Rows of box annotation data:
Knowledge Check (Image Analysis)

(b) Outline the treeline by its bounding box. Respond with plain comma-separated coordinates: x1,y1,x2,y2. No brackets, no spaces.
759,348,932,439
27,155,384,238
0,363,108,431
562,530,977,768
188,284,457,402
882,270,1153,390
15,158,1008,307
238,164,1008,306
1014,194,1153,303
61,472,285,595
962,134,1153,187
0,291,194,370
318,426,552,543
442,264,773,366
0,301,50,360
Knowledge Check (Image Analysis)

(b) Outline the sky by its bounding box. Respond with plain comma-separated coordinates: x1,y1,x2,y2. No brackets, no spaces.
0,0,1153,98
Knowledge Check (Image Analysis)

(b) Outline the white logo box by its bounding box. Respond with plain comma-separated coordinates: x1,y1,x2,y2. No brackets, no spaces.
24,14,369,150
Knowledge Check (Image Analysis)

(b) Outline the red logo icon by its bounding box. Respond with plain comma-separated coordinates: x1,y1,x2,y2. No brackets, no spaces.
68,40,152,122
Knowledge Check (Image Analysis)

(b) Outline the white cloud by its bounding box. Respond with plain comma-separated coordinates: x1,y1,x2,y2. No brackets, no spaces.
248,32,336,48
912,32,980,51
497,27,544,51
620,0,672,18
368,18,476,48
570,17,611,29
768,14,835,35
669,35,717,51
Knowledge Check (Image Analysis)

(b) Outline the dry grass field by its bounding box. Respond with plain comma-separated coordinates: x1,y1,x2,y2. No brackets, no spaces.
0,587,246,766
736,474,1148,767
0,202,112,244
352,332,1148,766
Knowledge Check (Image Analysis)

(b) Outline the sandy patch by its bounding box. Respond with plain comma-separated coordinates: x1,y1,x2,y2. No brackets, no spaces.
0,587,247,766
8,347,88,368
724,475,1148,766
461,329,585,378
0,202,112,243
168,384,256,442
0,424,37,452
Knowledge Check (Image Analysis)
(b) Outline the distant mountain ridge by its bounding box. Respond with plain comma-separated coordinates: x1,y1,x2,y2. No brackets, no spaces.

WHAT TO PRODUCE: Reproduce all of the data above in full, renaming every instance of "Knowledge Check" to "Skills Check" and leaving everything else unchanged.

THE SOLUTION:
Skills Check (Image Analysis)

(b) Outline the treeline by its bounding box. Respond with plain comma-separated coordinates: x1,y1,x2,y2. No brackets, no spaces.
759,348,932,439
27,155,384,238
0,363,108,431
562,530,977,768
188,284,457,402
882,270,1153,390
15,158,1008,307
238,164,1008,306
1014,194,1153,303
61,472,285,595
962,134,1153,187
0,291,194,370
318,426,552,543
442,264,773,366
0,301,50,360
Skills Check (Image Analysis)

(b) Outline the sky by its bounding box. Respond with plain comma-separated coordinates: x1,y1,x2,y2. No brackets, no spaces.
0,0,1153,98
Skills Check (Image Analysis)

(b) Outline the white logo box by its bounding box. Respond with plain comma-separated coordinates: x1,y1,x2,y2. No brackets, no spaces.
24,14,369,150
Skills Check (Image Analysis)

(b) Outline the red logo icon by its bounding box. Respond with plain comma-separated coordinates: x1,y1,x2,y2. No brackets, no spaces.
68,40,152,122
Skills Check (Image Analysis)

(b) Outline the white cloud by its bounding box. Respond with plain comma-separated coordinates: x1,y1,x2,y2. No brackets, no spaces.
248,32,336,48
912,32,980,51
497,27,544,51
620,0,672,18
368,18,476,48
570,17,611,29
768,14,835,35
669,35,717,51
Skills Check (Image Analysis)

(b) Outline the dry grass field by its bounding box. Respond with plain comma-separated coordinates: x1,y1,x2,y2. No brackets, no spaces.
0,587,246,766
736,474,1148,767
0,202,112,244
352,332,1148,766
Skills Check (Image Analysis)

(b) Outline the sandy patch by its bounding box. Respond with plain comma-separated coordinates: x1,y1,x2,y2. No brackets, no spaces.
0,587,247,766
8,347,88,368
724,475,1148,766
461,329,585,378
0,202,112,243
168,384,256,442
0,424,37,452
Skills Check (Image Analysis)
(b) Outline the distant mountain ridge by its bounding box. Respond with plain comma-separated coordinates: x1,y1,x2,y2. No brackets, no spaces.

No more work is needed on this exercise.